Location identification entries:
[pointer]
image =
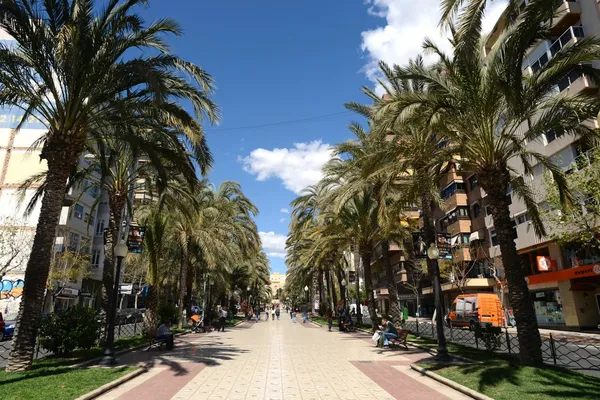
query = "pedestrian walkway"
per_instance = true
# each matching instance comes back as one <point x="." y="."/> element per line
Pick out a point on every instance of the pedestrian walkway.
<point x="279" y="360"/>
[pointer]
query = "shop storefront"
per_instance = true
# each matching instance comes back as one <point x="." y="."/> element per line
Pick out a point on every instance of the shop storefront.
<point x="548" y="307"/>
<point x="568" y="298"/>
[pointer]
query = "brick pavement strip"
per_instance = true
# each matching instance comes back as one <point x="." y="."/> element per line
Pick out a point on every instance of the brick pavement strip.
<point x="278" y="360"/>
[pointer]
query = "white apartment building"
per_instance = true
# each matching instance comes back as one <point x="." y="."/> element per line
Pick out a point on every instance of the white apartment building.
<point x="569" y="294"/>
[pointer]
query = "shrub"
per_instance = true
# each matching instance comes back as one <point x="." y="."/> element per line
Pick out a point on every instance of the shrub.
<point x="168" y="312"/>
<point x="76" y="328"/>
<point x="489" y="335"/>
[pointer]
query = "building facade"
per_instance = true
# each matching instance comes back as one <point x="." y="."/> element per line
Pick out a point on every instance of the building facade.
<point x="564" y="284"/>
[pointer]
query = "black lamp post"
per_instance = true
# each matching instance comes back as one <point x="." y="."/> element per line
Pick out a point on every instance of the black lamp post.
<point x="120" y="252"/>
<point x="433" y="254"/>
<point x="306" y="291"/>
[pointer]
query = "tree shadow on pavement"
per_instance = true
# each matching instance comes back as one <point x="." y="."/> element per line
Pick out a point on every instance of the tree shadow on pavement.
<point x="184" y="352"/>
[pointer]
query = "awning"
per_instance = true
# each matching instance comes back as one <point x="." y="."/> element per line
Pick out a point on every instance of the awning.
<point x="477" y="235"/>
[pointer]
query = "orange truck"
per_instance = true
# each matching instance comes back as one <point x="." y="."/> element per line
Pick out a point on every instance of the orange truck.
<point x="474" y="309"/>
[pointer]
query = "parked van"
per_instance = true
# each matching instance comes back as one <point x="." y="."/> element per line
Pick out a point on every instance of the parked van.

• [Exercise requirements] List every line of the material above that contains the string "shop", matching case exactly.

• [Output]
query = "shop storefront"
Pick out a point on every instance of the shop storefront.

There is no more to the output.